PROVIDED PASSAGE:

• • • •

Understanding and conveying the actual feel and culture of the city poses more difficulties. In order to pull off scams and plot actions, players need a sense of the world. As with other story games, Blades builds much of that through collaboration and questions. But quickly the GM has to manage consistency, especially as new details smack up against key setting concepts. Blades in the Dark has several, but I’ll point to just one: it’s dark all the time.

There’s no sun. All the light in Doskvol comes from firelight or ghost-powered lamps. That changes the setting massively. How do people get food? The book mentions mushrooms and some other sources, but ghost growlights eventually screw things up and limits scale. What other sources exist, what kinds of plants can people eat—and then what kinds of wildlife survive? Is this constrained food supply a pure free market or does the Empire control and dole out some subsistence rations? That’s a classic historical formula—if so what does that distribution look like, how much corruption exists?

Darkness is just one detail, but it has a host of implications. What about the death of the gods and the existence of cities, what about the massive risk in travelling between cities, what about the ubiquity of ghosts, what about the massive Deathlands keeping everyone trapped in urban centers? Doskvol creeps up on you. You might have grokked the feel of the place, but not have a grip on the actual city.

• • • •

MATERIAL SHOWN:
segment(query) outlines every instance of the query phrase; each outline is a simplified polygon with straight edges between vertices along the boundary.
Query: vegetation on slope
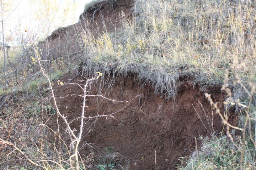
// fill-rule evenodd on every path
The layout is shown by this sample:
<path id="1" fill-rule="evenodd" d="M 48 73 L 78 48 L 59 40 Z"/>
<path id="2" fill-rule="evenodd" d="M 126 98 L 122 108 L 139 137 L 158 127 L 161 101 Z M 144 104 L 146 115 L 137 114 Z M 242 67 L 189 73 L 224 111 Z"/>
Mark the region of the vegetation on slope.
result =
<path id="1" fill-rule="evenodd" d="M 236 2 L 138 0 L 133 21 L 125 22 L 121 32 L 97 38 L 85 33 L 84 71 L 135 73 L 168 98 L 181 78 L 221 84 L 226 69 L 255 60 L 249 53 L 255 50 L 255 7 Z"/>
<path id="2" fill-rule="evenodd" d="M 250 1 L 138 0 L 135 18 L 124 22 L 121 31 L 97 38 L 84 33 L 84 72 L 113 73 L 117 76 L 102 79 L 110 83 L 115 81 L 111 77 L 134 73 L 167 98 L 175 96 L 181 78 L 203 86 L 224 84 L 229 94 L 224 104 L 239 112 L 242 136 L 233 131 L 202 138 L 200 151 L 182 159 L 178 169 L 252 169 L 255 6 Z"/>
<path id="3" fill-rule="evenodd" d="M 256 162 L 256 5 L 249 0 L 138 0 L 134 18 L 124 22 L 121 31 L 106 31 L 97 38 L 89 30 L 83 32 L 83 72 L 100 71 L 107 75 L 102 82 L 111 84 L 114 79 L 135 74 L 139 81 L 150 82 L 156 93 L 165 94 L 167 98 L 175 96 L 181 79 L 193 79 L 203 86 L 224 84 L 223 90 L 228 94 L 229 88 L 233 90 L 225 104 L 229 108 L 235 107 L 239 112 L 238 128 L 242 129 L 242 136 L 230 131 L 228 136 L 213 133 L 211 138 L 202 138 L 198 150 L 182 159 L 183 163 L 178 168 L 253 169 Z M 111 76 L 113 73 L 116 76 Z M 42 82 L 35 83 L 36 87 L 31 86 L 31 91 L 37 90 Z M 27 115 L 22 112 L 33 115 L 38 108 L 46 108 L 46 106 L 33 107 L 38 104 L 34 102 L 25 106 L 27 112 L 27 108 L 13 111 L 10 107 L 1 111 L 14 112 L 23 118 Z M 22 107 L 20 104 L 25 105 L 21 102 L 16 104 L 17 108 Z M 3 127 L 7 121 L 11 121 L 0 120 Z M 37 118 L 31 124 L 36 124 L 36 120 Z M 22 122 L 20 125 L 26 124 Z M 12 126 L 7 126 L 10 127 L 8 129 L 11 130 Z M 41 135 L 42 139 L 43 134 Z M 31 153 L 36 151 L 39 154 L 37 148 L 33 149 Z"/>

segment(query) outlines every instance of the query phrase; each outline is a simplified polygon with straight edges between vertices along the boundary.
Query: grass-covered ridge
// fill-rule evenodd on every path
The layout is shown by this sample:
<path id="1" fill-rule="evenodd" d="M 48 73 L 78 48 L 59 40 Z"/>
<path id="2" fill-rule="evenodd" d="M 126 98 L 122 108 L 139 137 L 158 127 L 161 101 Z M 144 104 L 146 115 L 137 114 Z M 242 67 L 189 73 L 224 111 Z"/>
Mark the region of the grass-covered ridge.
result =
<path id="1" fill-rule="evenodd" d="M 84 70 L 136 73 L 169 97 L 181 77 L 220 84 L 230 66 L 255 71 L 247 61 L 255 57 L 256 10 L 253 2 L 243 2 L 138 0 L 137 16 L 124 22 L 121 32 L 97 39 L 85 33 Z"/>

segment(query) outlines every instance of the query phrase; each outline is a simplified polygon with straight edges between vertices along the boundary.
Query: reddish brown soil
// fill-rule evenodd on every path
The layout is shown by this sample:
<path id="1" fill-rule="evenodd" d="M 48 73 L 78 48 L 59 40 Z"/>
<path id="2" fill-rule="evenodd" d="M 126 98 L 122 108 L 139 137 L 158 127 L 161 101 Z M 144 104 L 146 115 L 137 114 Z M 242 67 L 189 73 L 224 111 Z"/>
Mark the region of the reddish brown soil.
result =
<path id="1" fill-rule="evenodd" d="M 193 86 L 193 84 L 188 81 L 180 82 L 180 91 L 174 101 L 166 101 L 164 96 L 155 94 L 150 85 L 141 87 L 135 79 L 133 76 L 117 81 L 114 86 L 102 93 L 115 100 L 131 101 L 124 109 L 113 115 L 114 118 L 110 117 L 107 120 L 105 118 L 98 118 L 90 132 L 84 137 L 82 143 L 87 142 L 112 148 L 114 151 L 130 160 L 130 170 L 155 169 L 155 151 L 157 169 L 174 169 L 175 164 L 180 163 L 178 159 L 180 157 L 190 155 L 194 151 L 195 137 L 198 139 L 200 136 L 210 135 L 207 129 L 210 131 L 210 128 L 200 103 L 210 119 L 211 106 L 199 87 Z M 92 94 L 97 94 L 96 86 L 92 87 Z M 220 89 L 219 87 L 214 87 L 208 90 L 210 91 L 214 101 L 219 102 L 219 106 L 223 113 L 224 95 Z M 78 86 L 72 85 L 64 86 L 56 93 L 58 97 L 71 94 L 82 95 L 82 92 Z M 81 115 L 82 101 L 82 97 L 75 96 L 57 100 L 61 113 L 65 113 L 69 120 Z M 115 104 L 94 97 L 88 97 L 86 104 L 89 107 L 85 114 L 91 117 L 114 112 L 127 104 Z M 222 120 L 214 112 L 213 114 L 214 130 L 221 132 Z M 230 123 L 236 124 L 234 114 L 230 113 L 229 117 Z M 56 118 L 53 118 L 53 126 L 56 125 Z M 74 122 L 72 128 L 78 129 L 79 122 Z M 85 128 L 91 125 L 89 123 Z M 199 145 L 199 141 L 197 143 Z M 83 150 L 86 154 L 90 149 L 86 146 L 81 152 Z"/>
<path id="2" fill-rule="evenodd" d="M 103 31 L 118 31 L 121 20 L 132 16 L 134 5 L 133 0 L 101 1 L 81 14 L 77 23 L 55 30 L 38 46 L 46 58 L 77 60 L 79 56 L 74 56 L 83 50 L 81 32 L 90 31 L 96 38 Z"/>

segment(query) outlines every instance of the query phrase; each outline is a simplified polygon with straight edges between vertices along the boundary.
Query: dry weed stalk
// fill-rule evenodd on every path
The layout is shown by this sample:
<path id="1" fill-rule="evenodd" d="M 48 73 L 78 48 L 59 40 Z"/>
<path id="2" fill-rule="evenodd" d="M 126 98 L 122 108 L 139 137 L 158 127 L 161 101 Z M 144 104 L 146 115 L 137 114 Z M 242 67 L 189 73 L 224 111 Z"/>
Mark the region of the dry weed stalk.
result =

• • • •

Reproduce the entire passage about the setting of Blades in the Dark, word for word.

OUTPUT:
Understanding and conveying the actual feel and culture of the city poses more difficulties. In order to pull off scams and plot actions, players need a sense of the world. As with other story games, Blades builds much of that through collaboration and questions. But quickly the GM has to manage consistency, especially as new details smack up against key setting concepts. Blades in the Dark has several, but I’ll point to just one: it’s dark all the time.

There’s no sun. All the light in Doskvol comes from firelight or ghost-powered lamps. That changes the setting massively. How do people get food? The book mentions mushrooms and some other sources, but ghost growlights eventually screw things up and limits scale. What other sources exist, what kinds of plants can people eat—and then what kinds of wildlife survive? Is this constrained food supply a pure free market or does the Empire control and dole out some subsistence rations? That’s a classic historical formula—if so what does that distribution look like, how much corruption exists?

Darkness is just one detail, but it has a host of implications. What about the death of the gods and the existence of cities, what about the massive risk in travelling between cities, what about the ubiquity of ghosts, what about the massive Deathlands keeping everyone trapped in urban centers? Doskvol creeps up on you. You might have grokked the feel of the place, but not have a grip on the actual city.